Reproduce the records below in full and without edits, omitting images.

○ ○ ○ ○

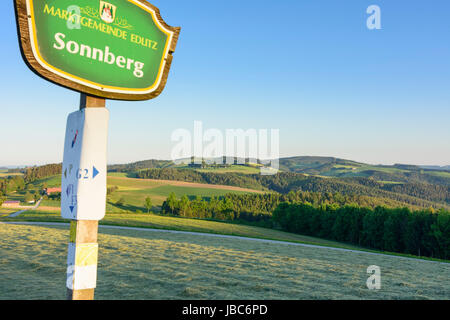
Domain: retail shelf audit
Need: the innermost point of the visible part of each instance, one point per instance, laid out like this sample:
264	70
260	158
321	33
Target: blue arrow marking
95	172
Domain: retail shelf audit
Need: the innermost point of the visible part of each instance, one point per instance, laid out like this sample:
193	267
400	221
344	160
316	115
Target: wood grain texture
29	58
87	101
87	294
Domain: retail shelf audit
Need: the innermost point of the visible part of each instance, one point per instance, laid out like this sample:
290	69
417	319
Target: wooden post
83	233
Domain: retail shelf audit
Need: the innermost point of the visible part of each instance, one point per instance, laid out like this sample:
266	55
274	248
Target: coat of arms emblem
107	12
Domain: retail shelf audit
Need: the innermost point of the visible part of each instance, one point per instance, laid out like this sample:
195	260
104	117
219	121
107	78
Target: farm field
149	265
134	191
183	224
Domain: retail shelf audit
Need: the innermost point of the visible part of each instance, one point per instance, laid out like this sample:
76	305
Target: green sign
119	49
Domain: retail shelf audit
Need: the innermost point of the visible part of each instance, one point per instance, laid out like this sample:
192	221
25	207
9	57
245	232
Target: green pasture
152	265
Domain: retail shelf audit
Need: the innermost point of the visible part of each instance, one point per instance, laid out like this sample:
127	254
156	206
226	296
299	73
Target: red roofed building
49	191
11	204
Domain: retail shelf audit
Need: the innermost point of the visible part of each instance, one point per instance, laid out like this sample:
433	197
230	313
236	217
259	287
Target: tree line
35	173
422	233
412	195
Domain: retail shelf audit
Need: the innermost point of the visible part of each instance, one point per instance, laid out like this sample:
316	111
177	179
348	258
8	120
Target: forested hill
413	186
410	194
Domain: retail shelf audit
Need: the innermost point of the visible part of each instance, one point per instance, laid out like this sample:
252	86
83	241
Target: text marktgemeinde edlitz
87	22
104	55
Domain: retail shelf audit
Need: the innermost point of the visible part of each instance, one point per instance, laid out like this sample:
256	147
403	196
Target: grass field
148	265
134	191
183	224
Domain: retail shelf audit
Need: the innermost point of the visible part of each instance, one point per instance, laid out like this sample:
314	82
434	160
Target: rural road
15	214
227	237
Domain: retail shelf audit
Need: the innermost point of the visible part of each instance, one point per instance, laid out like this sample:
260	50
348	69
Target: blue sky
309	68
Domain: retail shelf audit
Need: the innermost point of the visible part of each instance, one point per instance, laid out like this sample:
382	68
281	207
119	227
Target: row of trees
11	184
423	233
411	195
214	208
36	173
259	207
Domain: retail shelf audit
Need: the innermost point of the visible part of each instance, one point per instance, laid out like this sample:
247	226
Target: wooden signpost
114	49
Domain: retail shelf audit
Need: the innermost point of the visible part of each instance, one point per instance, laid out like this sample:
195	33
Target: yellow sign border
32	56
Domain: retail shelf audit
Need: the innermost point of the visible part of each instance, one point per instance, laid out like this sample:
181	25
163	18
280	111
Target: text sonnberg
97	54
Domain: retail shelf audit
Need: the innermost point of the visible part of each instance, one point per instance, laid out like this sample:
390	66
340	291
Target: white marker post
83	192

○ ○ ○ ○

**Final answer**
Domain: retail shelf audit
Need: the innermost point of the visible part of each instance, one point per instance, laid out like this sample:
264	70
260	158
321	33
Target: blue arrow marking
95	172
Domain: retail shelf audit
Need: the innermost point of the visible part of each instance, one point per instance, laid out like this sample:
193	267
400	221
344	160
316	115
Target: wood grain texture
29	58
87	101
87	294
Domain: retail shelf audit
Need: the innermost point of the visible part of each instance, one point per instance, laid out like this sample:
290	69
417	319
Target: wooden post
83	233
Domain: retail shelf audit
Need: the innermost point of the visible part of each instance, one point per instance, laid out like this sample:
266	55
274	248
Target: coat of arms emblem
107	12
Domain: retail shelf audit
Need: the innermost point of the visible part of each instance, one point per instance, laid out like this sample:
195	260
104	117
219	121
107	78
Target: farm field
149	265
134	191
183	224
Domain: retail shelf audit
Need: the innermost point of the visible part of each instance, one point per instance, laid out like this sample:
76	305
Target: green sign
119	49
Domain: retail shelf audit
Need: the innermost point of the visible part of each instance, one point per instance, laid out like this sample:
192	221
25	207
9	57
245	232
Target: green pasture
152	265
Domain: retail shelf audit
Need: the innermost point of the visible part of each instance, one point per instance, laid out like this sample:
127	254
156	206
226	296
299	73
Target: red roofed building
49	191
11	204
Domain: retail shelf audit
Need: the innermost point of the visible part of each instance, one point per instance, laid out like this sample:
433	197
230	313
236	217
259	287
Target: tree line
35	173
422	233
412	195
Domain: retail shelf audit
Need: the innermost point of the visible part of each instance, one point per instance, laid out like this sample:
316	111
177	179
348	258
8	120
Target: forested hill
413	186
410	194
Domain: retail shelf audit
Need: the innermost point of the visible part of each instance, one point per instance, laid out like this sample:
252	86
83	241
Target: text marktgemeinde edlitz
87	22
104	55
Domain: retail shelf audit
Need: the innermost point of the visible part of each instance, one point per instance, laid out like this sample:
256	147
403	196
Target: grass field
148	265
134	191
183	224
Domain: retail shelf audit
Need: the innermost point of the visible part of each instance, one point per instance, laid out like this sample:
314	82
434	160
Target: rural road
15	214
227	237
Domain: retail shelf audit
Need: the innermost point of the visible part of each instance, one point per instance, laid out like this sample:
260	50
348	69
Target: blue sky
309	68
Domain: retail shelf audit
Need: the innermost point of the visible part of each instance, one point per instance, laid out like this sample:
382	68
281	207
119	227
Target: row of trees
11	184
423	233
411	195
214	208
36	173
259	207
Domain: retail shelf audit
Need: the innermost point of the visible part of each instance, one point per instance, laid out like this sample:
247	226
Target: wooden signpost
114	49
Domain: retail shelf audit
Need: the innermost point of the visible part of each instance, one point per instance, laid out like this sample:
195	33
Target: yellow sign border
32	56
Domain: retail shelf audit
Need: the innermost point of the visible part of each instance, one point per instance, laid out like this sample:
181	25
163	18
280	111
Target: text sonnberg
97	54
Domain: retail shelf audit
Need: the innermost point of the visible part of each instance, one point per instance, laid out like this sample:
390	66
340	291
Target: white marker post
83	192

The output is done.